▶ **DOCUMENT EXTRACT**
In front of his second of three packed houses at Toronto’s intimate Comedy Bar, the uber-popular Mighty Boosh star wove fantastical tales out of small granules of reality. He took us on adventures though having a flamingo as a roommate after a zoological “adoption” program gone awry, the inner dialogue of a fly trapped indoors, and his relationship with his freaky neighbor dubbed “Monkey Edwards”. It all starts innocent enough, but before you know it you realize Fielding has sneakily led you down a dark path of make-believe.
He brought with him a hat, a fedora with ears, which he removed at the top of the set but would revisit multiple times in a Jekyll-and-Hyde manner. When he put it on his head, he was transformed into a creepy, gravelly-voiced “rapist” character, which he’d have no recollection of upon removing it.
“This is all tightly scripted, I’ll have you know,” he said, after one round of the clearly improvised weirdness.
But the prepared (or semi-prepared?) material didn’t get unleashed until a lengthy – and necessary – chunk of improv with his audience. The fervor of his fans was contagious to even a jaded comedy blogger like yours truly. They came bearing gifts including Bounty chocolate bars and a detailed hand-made likeness of his Boosh character which Fielding decided was “a voodoo doll”. Gifts were reciprocated with hugs and kisses, which only served to further frenzy the mostly-female crowd. (Thankfully, none got to the point of rushing the stage, which reportedly happened at Thursday’s show.)

▶ **STATED EXERCISE**
In the comedy review, list each of the tales that Fielding took the audience through, as the opening paragraph names them.

▶ **EXTRACTED INFORMATION**
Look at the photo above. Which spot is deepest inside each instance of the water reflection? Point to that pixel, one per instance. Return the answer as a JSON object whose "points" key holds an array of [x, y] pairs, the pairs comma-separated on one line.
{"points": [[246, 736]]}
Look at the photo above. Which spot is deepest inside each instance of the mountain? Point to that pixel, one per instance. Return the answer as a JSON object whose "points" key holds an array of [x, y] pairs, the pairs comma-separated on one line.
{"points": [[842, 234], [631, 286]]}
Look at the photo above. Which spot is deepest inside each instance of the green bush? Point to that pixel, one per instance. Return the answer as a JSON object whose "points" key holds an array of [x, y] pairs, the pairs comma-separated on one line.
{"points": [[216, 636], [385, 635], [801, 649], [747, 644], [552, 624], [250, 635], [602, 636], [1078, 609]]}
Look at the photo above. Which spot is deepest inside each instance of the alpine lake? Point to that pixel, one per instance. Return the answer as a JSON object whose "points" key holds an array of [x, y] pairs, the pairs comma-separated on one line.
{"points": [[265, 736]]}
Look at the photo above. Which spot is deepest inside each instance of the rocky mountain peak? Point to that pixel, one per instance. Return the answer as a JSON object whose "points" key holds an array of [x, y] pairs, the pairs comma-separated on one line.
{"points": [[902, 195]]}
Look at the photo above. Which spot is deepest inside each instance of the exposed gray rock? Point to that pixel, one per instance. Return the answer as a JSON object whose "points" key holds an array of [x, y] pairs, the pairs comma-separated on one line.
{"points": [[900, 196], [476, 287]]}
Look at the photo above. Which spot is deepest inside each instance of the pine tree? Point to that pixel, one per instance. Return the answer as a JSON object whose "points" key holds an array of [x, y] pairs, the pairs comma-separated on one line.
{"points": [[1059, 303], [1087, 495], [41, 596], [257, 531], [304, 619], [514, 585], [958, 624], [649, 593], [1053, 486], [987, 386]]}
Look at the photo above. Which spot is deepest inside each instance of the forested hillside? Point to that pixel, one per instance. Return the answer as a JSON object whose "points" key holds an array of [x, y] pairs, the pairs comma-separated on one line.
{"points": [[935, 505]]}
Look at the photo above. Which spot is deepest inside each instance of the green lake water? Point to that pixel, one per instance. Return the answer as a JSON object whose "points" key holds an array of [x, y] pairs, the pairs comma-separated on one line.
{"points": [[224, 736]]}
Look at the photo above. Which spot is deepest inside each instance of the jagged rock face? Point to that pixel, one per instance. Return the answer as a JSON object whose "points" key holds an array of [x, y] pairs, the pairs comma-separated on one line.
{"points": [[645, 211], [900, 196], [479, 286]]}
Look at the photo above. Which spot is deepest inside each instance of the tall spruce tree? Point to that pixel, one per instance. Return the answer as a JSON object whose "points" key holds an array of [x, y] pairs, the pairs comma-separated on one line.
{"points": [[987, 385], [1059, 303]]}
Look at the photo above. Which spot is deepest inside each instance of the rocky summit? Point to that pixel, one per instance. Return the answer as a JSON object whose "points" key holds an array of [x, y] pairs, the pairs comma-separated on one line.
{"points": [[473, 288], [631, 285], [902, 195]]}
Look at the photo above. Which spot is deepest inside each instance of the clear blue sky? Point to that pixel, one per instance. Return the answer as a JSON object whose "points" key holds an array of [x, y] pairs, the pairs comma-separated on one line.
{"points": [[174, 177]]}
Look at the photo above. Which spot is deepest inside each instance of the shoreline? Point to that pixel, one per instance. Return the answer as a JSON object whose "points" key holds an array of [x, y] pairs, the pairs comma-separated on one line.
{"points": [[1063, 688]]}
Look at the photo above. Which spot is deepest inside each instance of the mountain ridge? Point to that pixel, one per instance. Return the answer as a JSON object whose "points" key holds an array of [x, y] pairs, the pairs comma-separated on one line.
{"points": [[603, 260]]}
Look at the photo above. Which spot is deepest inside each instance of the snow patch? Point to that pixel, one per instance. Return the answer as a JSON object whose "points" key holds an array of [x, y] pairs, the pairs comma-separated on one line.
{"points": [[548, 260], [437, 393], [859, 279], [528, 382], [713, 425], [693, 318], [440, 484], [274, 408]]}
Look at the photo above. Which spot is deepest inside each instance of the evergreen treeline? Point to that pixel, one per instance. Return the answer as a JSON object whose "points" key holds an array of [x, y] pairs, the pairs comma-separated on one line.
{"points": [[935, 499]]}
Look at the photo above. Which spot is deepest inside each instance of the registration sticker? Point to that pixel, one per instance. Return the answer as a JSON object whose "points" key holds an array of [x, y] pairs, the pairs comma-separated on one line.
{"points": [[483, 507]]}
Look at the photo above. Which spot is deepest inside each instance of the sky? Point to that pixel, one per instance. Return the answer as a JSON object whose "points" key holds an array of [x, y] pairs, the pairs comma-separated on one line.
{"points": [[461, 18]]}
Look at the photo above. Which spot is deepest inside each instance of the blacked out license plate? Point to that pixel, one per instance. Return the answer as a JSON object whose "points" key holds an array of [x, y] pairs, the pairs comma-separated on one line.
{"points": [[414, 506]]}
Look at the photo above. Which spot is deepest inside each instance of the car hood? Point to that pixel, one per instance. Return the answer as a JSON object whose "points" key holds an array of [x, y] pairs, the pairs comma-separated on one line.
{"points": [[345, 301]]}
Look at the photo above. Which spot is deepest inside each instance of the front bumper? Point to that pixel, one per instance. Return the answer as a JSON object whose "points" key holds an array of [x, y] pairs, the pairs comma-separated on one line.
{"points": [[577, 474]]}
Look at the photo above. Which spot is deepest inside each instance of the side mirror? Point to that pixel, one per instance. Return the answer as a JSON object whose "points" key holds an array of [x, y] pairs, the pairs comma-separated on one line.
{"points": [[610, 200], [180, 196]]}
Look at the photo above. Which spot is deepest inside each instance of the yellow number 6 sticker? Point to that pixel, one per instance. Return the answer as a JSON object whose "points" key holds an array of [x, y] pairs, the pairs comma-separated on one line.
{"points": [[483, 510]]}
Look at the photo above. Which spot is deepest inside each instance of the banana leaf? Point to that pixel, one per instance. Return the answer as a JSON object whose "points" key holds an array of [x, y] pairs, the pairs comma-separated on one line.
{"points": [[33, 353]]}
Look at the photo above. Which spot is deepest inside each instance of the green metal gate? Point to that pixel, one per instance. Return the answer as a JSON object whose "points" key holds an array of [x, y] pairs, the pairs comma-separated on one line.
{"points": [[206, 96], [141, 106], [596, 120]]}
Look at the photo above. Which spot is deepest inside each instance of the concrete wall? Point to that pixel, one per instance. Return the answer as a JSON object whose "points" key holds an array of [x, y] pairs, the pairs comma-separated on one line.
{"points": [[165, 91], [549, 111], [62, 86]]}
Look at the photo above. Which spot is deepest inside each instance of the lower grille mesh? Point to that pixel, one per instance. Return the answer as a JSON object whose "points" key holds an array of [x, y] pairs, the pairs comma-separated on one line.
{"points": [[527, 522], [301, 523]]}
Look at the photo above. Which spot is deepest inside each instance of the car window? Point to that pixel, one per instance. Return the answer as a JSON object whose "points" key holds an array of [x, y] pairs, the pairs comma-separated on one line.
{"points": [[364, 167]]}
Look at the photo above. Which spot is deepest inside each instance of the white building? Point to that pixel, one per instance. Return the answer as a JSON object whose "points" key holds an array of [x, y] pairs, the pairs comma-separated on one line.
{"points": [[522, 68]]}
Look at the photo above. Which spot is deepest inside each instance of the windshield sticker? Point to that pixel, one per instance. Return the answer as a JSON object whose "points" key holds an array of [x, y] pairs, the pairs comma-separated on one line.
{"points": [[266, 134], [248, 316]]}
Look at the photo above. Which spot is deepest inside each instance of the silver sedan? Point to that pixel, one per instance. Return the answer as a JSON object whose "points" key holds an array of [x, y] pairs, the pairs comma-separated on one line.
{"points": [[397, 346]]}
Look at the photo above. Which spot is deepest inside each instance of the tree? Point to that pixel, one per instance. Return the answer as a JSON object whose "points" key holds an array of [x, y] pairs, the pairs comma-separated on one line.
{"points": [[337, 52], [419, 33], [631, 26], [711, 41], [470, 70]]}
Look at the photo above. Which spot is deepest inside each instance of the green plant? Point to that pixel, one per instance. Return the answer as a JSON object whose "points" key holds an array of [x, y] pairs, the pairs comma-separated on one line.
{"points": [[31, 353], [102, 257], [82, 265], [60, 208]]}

▶ **ANSWER BELOW**
- Having a flamingo as a roommate after a zoological "adoption" program gone awry
- The inner dialogue of a fly trapped indoors
- His relationship with his freaky neighbor dubbed "Monkey Edwards"